Instructions to follow
Repeat exactly, and only, the lines below starting at the line that contains "box: [221, 161, 233, 174]" and ending at the line that contains "237L631 239L626 233L619", inclusive of both.

The data
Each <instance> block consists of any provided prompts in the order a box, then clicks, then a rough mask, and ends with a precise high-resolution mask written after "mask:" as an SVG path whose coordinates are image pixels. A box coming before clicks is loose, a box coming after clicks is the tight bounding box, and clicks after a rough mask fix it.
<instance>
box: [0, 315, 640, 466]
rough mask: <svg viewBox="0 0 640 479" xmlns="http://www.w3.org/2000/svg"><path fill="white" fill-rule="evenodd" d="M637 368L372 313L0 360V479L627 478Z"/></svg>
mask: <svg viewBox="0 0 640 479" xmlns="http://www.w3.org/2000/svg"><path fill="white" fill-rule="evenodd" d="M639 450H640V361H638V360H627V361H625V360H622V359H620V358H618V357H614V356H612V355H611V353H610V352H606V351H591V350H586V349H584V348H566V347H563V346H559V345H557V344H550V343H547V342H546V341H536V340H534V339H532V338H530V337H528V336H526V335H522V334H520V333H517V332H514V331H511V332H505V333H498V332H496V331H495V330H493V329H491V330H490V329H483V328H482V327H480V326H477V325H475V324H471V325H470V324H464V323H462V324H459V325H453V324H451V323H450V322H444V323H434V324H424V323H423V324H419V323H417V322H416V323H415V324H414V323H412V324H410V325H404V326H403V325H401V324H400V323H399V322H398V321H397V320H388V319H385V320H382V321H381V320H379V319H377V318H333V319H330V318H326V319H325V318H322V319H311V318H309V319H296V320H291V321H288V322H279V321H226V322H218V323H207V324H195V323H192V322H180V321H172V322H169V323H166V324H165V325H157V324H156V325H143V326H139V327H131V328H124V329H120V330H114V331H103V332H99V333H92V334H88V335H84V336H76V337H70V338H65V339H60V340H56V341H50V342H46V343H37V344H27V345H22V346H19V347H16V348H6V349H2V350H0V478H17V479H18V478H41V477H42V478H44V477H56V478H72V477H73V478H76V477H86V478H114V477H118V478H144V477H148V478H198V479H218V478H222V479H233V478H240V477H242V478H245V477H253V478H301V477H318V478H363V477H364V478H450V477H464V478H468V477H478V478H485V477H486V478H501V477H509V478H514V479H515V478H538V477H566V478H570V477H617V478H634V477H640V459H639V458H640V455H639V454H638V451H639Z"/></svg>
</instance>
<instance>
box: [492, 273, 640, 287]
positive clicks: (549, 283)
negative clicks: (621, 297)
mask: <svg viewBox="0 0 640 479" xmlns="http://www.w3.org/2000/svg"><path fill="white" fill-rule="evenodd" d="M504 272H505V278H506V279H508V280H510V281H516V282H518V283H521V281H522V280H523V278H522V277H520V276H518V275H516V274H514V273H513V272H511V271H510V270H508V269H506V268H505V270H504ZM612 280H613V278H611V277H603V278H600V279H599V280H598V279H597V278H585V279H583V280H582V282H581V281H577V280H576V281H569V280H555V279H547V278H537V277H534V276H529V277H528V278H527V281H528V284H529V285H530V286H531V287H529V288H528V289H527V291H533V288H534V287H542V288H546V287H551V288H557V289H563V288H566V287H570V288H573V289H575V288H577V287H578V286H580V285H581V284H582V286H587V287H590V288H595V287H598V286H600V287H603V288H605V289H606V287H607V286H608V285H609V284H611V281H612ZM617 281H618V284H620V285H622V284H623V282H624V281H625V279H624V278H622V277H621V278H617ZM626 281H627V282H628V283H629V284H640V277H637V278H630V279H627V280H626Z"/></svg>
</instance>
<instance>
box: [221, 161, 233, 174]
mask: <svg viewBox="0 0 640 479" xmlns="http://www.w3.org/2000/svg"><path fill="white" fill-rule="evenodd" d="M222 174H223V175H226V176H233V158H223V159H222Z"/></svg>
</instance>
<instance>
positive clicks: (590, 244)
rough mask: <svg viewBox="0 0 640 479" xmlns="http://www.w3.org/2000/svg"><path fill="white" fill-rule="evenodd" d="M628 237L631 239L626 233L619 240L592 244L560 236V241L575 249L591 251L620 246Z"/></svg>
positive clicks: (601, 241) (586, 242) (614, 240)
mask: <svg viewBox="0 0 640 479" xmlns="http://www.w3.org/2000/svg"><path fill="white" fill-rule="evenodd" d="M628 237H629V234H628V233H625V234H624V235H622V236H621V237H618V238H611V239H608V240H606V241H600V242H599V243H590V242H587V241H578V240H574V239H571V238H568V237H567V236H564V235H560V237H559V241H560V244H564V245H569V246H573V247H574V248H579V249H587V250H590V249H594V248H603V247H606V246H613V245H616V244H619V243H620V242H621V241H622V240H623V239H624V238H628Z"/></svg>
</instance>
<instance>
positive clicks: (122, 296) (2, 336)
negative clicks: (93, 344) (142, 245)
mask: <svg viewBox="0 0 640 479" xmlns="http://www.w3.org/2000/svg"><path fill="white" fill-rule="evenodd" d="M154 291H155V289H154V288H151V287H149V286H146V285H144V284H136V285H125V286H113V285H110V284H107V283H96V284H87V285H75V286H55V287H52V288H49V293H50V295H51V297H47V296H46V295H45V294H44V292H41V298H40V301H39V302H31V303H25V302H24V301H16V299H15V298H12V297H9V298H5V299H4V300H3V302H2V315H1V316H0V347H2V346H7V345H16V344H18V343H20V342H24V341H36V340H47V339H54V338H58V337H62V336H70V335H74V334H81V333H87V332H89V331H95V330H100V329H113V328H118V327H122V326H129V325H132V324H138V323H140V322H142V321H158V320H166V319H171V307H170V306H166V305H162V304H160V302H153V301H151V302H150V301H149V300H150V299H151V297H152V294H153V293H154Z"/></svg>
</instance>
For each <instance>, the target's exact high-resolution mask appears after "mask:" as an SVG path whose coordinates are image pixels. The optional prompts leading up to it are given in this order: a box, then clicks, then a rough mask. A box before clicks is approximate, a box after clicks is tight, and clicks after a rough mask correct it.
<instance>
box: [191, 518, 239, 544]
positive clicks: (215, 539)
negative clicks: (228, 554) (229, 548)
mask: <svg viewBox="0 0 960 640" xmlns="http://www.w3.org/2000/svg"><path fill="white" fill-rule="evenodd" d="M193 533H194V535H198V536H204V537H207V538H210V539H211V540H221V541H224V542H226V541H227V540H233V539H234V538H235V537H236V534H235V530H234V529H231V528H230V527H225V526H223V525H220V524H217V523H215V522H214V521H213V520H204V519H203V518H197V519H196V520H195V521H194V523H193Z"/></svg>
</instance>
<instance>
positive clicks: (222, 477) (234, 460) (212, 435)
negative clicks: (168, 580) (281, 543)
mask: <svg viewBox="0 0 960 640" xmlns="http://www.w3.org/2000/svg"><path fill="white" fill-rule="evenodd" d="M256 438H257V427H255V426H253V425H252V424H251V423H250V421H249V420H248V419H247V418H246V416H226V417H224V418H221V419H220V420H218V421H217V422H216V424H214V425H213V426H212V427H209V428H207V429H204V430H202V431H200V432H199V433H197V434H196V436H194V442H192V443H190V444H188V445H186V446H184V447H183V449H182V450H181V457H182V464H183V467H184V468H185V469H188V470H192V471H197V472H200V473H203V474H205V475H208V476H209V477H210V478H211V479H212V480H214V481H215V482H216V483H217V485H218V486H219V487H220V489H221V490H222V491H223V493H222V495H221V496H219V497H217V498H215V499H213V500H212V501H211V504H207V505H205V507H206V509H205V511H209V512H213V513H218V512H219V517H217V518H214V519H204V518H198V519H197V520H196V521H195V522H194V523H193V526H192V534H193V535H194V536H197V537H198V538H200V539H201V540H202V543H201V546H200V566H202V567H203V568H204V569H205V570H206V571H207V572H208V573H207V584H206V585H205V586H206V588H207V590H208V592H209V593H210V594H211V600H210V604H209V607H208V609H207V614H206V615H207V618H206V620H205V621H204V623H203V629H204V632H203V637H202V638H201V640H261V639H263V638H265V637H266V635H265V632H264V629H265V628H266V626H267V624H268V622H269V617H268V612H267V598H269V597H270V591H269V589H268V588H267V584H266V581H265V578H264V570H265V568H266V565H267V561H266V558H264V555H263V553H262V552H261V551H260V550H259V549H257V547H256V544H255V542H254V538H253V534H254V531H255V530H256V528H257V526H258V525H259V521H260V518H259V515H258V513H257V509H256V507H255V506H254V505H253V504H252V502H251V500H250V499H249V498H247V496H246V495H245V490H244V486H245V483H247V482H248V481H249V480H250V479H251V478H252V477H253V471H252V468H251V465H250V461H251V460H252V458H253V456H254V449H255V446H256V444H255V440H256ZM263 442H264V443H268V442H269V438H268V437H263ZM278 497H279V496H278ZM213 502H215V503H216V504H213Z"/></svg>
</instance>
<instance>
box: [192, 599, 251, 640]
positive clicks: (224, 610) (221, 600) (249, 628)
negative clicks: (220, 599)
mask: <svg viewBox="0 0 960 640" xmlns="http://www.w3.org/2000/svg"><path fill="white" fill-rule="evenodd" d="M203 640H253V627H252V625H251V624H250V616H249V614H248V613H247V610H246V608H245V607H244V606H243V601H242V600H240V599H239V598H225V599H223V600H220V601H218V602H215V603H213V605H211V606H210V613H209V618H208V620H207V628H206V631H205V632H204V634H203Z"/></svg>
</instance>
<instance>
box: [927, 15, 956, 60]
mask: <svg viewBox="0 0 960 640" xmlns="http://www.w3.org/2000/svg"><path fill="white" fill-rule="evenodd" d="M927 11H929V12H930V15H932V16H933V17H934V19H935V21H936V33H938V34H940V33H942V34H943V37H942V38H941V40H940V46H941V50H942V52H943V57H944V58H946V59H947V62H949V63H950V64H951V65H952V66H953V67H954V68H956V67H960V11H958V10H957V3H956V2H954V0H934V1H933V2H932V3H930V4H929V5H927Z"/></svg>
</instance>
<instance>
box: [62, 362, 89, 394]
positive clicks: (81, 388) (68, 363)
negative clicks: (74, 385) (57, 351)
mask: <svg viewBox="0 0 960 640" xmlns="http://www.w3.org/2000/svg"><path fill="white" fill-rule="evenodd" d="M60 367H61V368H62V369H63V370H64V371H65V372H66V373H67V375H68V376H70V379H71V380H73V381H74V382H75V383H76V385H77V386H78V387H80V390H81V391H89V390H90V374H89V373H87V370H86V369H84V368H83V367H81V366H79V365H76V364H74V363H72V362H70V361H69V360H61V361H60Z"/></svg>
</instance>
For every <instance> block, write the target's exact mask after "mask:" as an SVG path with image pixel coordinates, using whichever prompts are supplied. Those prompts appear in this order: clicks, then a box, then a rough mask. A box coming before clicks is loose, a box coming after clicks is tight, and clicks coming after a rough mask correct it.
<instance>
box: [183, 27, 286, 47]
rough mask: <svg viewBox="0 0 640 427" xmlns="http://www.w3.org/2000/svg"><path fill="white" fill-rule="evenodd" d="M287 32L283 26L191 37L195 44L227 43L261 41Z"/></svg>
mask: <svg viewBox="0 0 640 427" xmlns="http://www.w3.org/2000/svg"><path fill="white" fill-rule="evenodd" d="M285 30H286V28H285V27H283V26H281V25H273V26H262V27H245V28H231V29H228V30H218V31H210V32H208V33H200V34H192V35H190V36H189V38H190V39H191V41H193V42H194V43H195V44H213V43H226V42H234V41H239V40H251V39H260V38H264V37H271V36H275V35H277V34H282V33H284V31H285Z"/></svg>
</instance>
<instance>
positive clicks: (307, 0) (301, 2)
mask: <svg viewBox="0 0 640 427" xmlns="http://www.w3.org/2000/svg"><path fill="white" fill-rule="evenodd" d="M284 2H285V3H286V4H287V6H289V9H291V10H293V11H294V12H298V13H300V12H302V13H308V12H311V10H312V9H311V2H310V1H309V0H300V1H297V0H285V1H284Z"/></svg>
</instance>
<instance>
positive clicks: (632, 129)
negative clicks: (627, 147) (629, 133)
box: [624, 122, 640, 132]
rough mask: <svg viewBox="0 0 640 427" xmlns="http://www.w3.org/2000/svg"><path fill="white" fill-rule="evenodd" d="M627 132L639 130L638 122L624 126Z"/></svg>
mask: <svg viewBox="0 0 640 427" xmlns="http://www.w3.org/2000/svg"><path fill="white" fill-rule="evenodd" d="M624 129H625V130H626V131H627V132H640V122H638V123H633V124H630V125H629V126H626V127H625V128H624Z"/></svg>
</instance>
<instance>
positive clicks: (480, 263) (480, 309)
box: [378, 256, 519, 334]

Task response
box: [221, 161, 233, 174]
mask: <svg viewBox="0 0 640 479" xmlns="http://www.w3.org/2000/svg"><path fill="white" fill-rule="evenodd" d="M222 174H223V175H226V176H233V158H223V159H222Z"/></svg>
</instance>
<instance>
positive clicks: (590, 244)
rough mask: <svg viewBox="0 0 640 479" xmlns="http://www.w3.org/2000/svg"><path fill="white" fill-rule="evenodd" d="M628 237L631 239L626 233L619 240L592 244L560 236V241L575 249L591 251L620 246Z"/></svg>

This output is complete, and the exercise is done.